# Records shown start
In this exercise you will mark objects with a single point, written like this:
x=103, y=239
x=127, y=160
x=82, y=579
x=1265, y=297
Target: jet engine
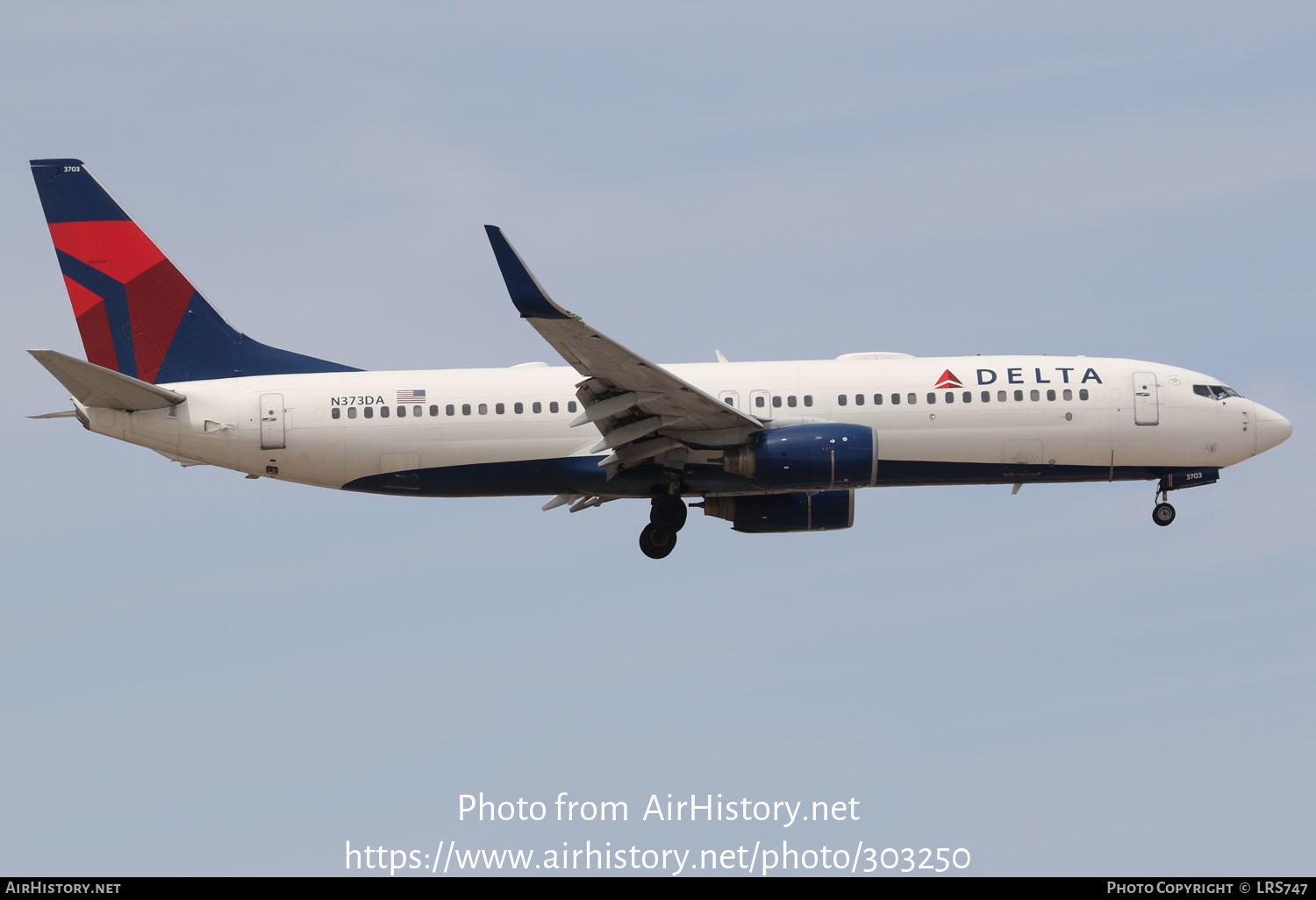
x=808, y=457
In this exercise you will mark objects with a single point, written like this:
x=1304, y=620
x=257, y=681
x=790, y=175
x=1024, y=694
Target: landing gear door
x=271, y=421
x=1147, y=399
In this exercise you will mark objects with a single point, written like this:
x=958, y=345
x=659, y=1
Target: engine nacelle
x=820, y=457
x=776, y=513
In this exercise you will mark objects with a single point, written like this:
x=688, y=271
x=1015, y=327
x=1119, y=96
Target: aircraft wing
x=644, y=411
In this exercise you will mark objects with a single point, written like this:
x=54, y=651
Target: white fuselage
x=1008, y=418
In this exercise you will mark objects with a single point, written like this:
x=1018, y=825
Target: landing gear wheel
x=668, y=513
x=657, y=544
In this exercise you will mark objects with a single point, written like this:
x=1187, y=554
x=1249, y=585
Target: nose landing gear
x=1163, y=513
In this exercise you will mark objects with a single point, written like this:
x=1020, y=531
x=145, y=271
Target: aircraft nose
x=1273, y=429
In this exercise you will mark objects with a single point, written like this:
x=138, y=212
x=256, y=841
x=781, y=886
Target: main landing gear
x=666, y=518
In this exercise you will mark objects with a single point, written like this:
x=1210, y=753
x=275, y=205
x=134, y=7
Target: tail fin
x=137, y=313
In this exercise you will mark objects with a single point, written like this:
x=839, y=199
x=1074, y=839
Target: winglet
x=529, y=297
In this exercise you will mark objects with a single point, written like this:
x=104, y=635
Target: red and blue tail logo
x=137, y=313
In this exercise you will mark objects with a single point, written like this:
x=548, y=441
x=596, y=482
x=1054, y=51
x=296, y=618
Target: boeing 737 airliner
x=771, y=446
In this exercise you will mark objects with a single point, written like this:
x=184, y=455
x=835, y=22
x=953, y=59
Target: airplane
x=770, y=446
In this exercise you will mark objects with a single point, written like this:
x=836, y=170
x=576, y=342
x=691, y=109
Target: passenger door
x=1147, y=399
x=271, y=421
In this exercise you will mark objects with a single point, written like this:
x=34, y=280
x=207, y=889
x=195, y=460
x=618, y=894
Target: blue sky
x=211, y=675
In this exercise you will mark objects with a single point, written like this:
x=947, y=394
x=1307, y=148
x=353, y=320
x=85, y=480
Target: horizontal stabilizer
x=97, y=386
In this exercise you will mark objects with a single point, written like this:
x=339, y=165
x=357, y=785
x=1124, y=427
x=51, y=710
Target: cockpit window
x=1215, y=391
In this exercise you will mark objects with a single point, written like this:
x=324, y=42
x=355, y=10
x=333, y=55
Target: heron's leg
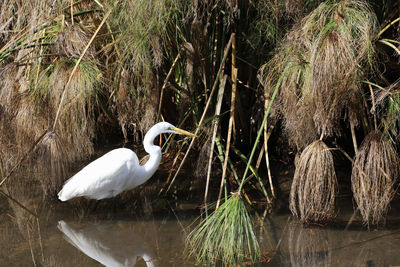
x=96, y=204
x=115, y=202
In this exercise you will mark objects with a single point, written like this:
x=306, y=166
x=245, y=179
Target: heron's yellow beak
x=180, y=131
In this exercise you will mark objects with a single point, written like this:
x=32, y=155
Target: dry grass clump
x=142, y=29
x=326, y=54
x=375, y=170
x=312, y=196
x=71, y=42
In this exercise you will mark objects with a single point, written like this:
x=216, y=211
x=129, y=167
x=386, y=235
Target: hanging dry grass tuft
x=72, y=41
x=375, y=170
x=312, y=196
x=327, y=53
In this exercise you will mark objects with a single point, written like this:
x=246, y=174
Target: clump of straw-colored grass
x=312, y=196
x=327, y=53
x=71, y=42
x=225, y=236
x=375, y=170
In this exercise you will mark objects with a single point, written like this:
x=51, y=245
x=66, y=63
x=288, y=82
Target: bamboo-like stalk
x=165, y=84
x=221, y=67
x=231, y=118
x=76, y=67
x=214, y=135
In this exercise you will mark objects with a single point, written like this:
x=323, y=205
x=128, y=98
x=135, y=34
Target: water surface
x=149, y=230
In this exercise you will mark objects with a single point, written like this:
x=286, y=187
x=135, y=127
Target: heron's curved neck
x=150, y=167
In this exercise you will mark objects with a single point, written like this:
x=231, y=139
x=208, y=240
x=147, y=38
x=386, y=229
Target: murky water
x=150, y=231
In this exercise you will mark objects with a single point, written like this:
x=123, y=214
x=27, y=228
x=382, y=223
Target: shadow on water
x=150, y=231
x=110, y=243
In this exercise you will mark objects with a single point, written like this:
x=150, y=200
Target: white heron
x=118, y=170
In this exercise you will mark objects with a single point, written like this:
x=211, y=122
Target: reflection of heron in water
x=308, y=246
x=109, y=244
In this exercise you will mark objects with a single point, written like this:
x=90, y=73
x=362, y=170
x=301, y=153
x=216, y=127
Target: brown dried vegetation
x=375, y=170
x=312, y=196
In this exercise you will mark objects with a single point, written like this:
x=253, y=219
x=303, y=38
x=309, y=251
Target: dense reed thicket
x=76, y=73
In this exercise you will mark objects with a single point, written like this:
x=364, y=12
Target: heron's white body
x=116, y=171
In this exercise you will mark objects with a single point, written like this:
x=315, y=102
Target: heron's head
x=166, y=127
# Records shown end
# [Task description]
Reproduce the entries above word for word from the first line through the line containing "x=776, y=513", including that line, and leave the pictures out.

# [Completed task]
In this exercise you will mark objects with a single point, written like this:
x=103, y=239
x=127, y=160
x=82, y=579
x=1265, y=297
Target: jet engine
x=808, y=457
In this exercise you will mark objects with a single point, written like this:
x=1304, y=620
x=257, y=681
x=790, y=175
x=1024, y=694
Target: landing gear door
x=271, y=421
x=1147, y=399
In this exercise you will mark objects with a single point, written like this:
x=958, y=345
x=659, y=1
Target: engine nacelle
x=820, y=457
x=776, y=513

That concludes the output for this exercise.